=== Material provided ===
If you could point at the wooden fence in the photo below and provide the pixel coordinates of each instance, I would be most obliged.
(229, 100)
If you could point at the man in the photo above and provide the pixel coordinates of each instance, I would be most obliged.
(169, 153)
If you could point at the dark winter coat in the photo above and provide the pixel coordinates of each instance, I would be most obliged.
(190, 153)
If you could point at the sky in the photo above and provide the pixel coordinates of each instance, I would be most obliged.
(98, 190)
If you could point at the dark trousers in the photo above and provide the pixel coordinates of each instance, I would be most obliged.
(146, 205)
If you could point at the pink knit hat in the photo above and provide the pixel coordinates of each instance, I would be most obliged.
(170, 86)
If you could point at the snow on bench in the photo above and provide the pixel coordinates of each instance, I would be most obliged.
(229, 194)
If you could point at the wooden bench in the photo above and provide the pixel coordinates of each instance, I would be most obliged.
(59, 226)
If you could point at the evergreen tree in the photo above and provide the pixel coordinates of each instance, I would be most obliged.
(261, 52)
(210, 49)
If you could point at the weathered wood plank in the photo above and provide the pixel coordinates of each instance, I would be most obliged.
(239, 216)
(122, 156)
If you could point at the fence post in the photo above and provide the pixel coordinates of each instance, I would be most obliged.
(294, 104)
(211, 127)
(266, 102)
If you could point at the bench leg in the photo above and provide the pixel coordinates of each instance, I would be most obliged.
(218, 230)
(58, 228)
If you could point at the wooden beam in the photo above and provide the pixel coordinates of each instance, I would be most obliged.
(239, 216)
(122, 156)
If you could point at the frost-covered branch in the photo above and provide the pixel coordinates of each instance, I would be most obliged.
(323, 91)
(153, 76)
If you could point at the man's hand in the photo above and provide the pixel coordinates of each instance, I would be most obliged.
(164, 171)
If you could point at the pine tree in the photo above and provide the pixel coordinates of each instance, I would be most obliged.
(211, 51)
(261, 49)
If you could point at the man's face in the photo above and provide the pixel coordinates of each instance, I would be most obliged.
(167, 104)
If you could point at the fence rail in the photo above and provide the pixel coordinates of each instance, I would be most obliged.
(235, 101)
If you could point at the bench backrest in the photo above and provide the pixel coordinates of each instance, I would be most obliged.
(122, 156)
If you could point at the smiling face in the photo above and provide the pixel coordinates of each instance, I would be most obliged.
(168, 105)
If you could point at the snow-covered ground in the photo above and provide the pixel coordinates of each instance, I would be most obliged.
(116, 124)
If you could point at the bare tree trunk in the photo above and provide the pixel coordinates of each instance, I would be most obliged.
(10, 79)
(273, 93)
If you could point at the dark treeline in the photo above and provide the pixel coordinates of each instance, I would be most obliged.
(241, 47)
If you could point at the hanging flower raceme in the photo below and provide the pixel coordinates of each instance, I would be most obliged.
===
-- Exercise directions --
Copy each line above exactly as it stands.

-- Result of this exercise --
If you could point at the wooden fence in the photo below and provide the pixel coordinates of each instance, I would be most obliged.
(229, 100)
If you could point at the man in the photo above and provide the pixel coordinates of each instance, I would be most obliged.
(169, 153)
If you could point at the dark winter coat in the photo above and provide the pixel coordinates of each instance, I would be most obliged.
(190, 153)
If you could point at the sky in the photo above and provide the pixel coordinates of each instance, I would be most obliged.
(98, 190)
If you could point at the dark trousers in the photo above and provide the pixel coordinates of each instance, I would be most obliged.
(146, 205)
If you could point at the pink knit hat in the photo above and provide the pixel coordinates of each instance, I would be most obliged.
(170, 86)
If you could point at the snow on bench in the photo above and provide the pixel coordinates of each instance, I would be most obliged.
(229, 194)
If you could point at the wooden bench in the photo above and provide the pixel coordinates of each instance, I would be most obliged.
(59, 226)
If you could point at the evergreen tree in the photo above and provide the pixel coordinates of each instance, I would be most obliged.
(261, 52)
(210, 49)
If you could point at the weathered wood plank in the photo above and provide the pixel coordinates of each instance, I would be most obliged.
(239, 216)
(122, 156)
If you could point at the fence post in the photo above and provide the pixel coordinates of each instance, I would be most obliged.
(294, 104)
(211, 127)
(266, 102)
If you could point at the bench leg in the photo above and provide the pixel coordinates of each instance, I would be most obliged.
(218, 230)
(58, 228)
If you could point at the wooden beam in the photo above and provide the pixel coordinates of each instance, I would be most obliged.
(239, 216)
(122, 156)
If you could point at the frost-covered branch in the photo above and provide the pixel coordinates of each instance, I would be most obliged.
(323, 91)
(153, 76)
If you could point at the man's hand in the photo above and provide the pixel coordinates of each instance, I would be most obliged.
(164, 171)
If you could point at the pine tree in the photo above and provide the pixel coordinates of each instance, I would be most obliged.
(211, 51)
(261, 49)
If you could point at the man's face in the photo above and provide the pixel coordinates of each instance, I would be most obliged.
(167, 104)
If you could point at the fence rail in the photo above and provide the pixel coordinates of each instance, I would be most obliged.
(235, 101)
If you could point at the bench backrest in the photo above and provide the pixel coordinates of each instance, I would be most obliged.
(122, 156)
If you could point at the smiling face in the photo above and provide the pixel coordinates of each instance, I would be most obliged.
(168, 105)
If you could point at the snow-covered ground in the photo above and provide the pixel coordinates of each instance, I would be most obliged.
(116, 124)
If you could point at the bare tree trunk in the photo above and provide the pixel coordinates of each instance, I would be most obliged.
(10, 79)
(273, 93)
If you could point at the dark treeline in the photo above and provide the pixel coordinates of each instance, I would be most obliged.
(241, 47)
If you could point at the hanging flower raceme in the photo below and provide the pixel coordinates of each instance, I would be most obliged.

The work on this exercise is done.